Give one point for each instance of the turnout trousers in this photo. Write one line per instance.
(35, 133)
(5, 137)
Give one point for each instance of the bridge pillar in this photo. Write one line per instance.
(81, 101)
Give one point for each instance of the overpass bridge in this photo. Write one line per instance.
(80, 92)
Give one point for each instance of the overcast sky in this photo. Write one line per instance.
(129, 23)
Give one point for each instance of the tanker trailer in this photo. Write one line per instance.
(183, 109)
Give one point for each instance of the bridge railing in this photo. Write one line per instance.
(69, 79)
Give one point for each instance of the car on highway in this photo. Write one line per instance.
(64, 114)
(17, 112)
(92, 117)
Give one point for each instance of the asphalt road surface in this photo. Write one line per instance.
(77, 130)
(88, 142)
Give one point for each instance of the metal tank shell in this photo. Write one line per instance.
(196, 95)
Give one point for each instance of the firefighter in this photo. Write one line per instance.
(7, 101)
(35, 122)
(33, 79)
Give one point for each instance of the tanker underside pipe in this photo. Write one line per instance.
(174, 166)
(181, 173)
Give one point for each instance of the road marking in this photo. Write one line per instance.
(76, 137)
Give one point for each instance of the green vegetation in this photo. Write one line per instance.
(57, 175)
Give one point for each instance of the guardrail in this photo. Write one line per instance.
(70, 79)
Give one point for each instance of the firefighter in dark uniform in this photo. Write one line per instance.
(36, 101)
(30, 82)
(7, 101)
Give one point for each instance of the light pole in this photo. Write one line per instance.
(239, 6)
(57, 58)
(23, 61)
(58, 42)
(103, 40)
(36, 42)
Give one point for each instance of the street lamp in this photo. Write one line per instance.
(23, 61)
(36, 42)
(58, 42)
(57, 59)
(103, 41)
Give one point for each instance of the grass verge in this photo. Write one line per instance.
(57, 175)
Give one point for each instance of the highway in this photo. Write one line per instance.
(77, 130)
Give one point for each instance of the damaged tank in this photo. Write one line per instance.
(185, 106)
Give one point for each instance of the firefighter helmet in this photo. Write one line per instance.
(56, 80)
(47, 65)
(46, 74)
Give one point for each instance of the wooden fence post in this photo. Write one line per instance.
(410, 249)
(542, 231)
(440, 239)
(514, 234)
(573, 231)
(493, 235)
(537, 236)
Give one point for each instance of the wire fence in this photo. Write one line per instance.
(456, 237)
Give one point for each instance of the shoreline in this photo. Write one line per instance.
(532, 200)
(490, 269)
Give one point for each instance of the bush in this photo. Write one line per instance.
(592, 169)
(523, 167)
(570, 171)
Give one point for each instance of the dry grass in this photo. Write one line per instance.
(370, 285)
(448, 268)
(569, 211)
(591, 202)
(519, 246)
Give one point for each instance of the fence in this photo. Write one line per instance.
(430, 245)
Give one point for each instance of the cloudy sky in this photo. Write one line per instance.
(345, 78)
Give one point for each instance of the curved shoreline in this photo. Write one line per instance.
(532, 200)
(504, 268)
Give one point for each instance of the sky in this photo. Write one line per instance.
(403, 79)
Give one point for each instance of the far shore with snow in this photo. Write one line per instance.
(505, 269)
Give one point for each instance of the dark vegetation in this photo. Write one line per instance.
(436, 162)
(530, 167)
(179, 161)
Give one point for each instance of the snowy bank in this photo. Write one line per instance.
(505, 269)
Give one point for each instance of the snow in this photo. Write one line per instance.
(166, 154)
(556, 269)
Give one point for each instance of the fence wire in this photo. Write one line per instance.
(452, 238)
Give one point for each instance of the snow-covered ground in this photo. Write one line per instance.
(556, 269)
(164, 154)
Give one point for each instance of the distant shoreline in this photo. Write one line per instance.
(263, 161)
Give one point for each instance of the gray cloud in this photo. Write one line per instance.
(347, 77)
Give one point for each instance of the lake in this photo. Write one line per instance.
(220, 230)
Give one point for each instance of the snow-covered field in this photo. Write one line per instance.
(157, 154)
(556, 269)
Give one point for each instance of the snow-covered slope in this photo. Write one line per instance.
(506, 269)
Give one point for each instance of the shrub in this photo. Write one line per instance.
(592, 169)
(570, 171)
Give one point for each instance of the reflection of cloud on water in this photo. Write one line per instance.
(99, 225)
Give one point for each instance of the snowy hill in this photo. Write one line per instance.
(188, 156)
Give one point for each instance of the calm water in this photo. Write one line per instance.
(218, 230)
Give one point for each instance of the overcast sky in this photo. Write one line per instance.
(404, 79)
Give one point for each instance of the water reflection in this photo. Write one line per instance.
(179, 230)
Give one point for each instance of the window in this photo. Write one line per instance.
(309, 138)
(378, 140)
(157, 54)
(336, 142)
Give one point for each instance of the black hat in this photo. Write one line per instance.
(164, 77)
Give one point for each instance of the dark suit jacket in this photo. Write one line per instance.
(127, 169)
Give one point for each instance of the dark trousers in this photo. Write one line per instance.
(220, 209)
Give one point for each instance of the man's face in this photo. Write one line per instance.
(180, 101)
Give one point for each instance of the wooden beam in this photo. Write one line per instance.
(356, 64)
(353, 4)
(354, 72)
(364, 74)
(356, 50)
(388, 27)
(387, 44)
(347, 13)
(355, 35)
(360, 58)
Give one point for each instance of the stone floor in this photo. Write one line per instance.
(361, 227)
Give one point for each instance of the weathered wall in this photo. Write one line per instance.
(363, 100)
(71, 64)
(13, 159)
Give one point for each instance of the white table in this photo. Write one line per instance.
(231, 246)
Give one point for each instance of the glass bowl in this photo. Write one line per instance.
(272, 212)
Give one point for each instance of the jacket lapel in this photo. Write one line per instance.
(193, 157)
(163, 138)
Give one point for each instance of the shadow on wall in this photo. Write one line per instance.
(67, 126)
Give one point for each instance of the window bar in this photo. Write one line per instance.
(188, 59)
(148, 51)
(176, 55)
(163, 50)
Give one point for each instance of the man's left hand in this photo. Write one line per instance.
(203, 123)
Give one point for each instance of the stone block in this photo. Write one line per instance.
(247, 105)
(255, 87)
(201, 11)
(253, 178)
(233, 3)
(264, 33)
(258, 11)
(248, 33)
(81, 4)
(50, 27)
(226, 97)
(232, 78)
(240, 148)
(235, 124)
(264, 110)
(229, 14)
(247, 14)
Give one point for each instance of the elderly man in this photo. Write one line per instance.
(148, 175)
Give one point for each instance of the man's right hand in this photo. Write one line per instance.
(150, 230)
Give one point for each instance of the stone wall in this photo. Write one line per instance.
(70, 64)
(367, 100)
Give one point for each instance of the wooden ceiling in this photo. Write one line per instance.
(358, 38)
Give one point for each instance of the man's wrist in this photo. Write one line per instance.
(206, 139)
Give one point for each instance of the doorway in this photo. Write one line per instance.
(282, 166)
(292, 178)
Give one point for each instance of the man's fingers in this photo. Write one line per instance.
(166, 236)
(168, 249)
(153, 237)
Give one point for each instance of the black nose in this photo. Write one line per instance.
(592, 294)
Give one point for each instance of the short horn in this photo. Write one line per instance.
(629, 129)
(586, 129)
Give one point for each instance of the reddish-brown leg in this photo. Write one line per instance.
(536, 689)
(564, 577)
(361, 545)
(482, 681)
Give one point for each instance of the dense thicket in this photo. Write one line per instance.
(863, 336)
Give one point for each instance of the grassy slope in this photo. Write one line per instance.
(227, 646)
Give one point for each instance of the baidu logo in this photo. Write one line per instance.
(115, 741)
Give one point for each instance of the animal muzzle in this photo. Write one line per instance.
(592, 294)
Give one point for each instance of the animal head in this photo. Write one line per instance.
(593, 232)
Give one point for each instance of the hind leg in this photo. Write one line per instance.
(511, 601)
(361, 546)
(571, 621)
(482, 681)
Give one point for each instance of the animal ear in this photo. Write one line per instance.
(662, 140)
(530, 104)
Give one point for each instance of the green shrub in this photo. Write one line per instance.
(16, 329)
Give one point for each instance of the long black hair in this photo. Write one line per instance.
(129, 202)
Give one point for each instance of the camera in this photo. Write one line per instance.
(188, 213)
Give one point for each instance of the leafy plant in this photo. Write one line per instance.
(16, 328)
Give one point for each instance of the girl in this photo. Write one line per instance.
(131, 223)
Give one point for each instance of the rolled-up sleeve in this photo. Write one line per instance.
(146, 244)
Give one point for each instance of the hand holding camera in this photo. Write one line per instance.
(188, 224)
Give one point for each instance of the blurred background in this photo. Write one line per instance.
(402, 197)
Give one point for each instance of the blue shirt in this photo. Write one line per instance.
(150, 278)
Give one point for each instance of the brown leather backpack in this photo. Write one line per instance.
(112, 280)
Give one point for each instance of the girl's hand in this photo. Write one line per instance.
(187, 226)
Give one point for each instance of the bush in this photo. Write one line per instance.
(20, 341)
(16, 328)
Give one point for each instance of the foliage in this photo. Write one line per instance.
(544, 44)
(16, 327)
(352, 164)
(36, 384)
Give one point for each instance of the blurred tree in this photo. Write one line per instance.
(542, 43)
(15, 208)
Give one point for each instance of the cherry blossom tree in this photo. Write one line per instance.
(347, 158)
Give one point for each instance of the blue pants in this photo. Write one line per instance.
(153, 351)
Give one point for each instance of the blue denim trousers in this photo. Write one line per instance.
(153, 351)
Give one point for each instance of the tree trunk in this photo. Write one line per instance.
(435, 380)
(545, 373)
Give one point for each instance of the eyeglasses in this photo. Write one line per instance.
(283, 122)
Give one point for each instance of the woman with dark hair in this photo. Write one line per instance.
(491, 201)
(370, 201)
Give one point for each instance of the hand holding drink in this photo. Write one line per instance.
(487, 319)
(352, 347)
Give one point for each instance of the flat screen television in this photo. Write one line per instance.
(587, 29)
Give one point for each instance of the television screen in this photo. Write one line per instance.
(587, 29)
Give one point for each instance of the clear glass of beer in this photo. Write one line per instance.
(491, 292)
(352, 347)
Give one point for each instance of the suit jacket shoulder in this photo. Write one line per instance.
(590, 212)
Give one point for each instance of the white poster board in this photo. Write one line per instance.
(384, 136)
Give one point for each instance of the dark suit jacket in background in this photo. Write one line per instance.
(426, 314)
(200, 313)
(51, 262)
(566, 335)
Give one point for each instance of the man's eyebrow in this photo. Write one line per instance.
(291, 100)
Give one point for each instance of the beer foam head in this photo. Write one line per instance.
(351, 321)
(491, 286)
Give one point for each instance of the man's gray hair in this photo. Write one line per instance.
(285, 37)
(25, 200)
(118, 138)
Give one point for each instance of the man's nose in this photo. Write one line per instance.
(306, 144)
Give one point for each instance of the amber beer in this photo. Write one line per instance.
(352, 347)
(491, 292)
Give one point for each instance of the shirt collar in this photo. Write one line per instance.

■ **WORK ORDER**
Exactly reproduce the lines of the data above that run from the line containing "Give one point for each instance of the man's nose" through the final one.

■ **EXERCISE ANSWER**
Give one point for each instance of the man's nose in this photo. Write one line per instance.
(306, 144)
Give one point for each instance of the amber beer in this photo. Write one line per instance.
(352, 347)
(491, 292)
Give one point for each instance of the shirt collar in this photo. Write one line per instance.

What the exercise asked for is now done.